Retype the full set of data, character for character.
%%
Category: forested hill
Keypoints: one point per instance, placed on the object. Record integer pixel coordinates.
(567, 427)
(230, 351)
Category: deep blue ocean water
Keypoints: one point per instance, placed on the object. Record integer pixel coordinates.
%%
EXERCISE ANSWER -
Category: forested hill
Keypoints: one point per instance, placed on the object. Record integer pixel coordinates.
(567, 427)
(230, 351)
Category: deep blue ocean water
Keypoints: one point per instance, placed on the object. Record integer pixel coordinates.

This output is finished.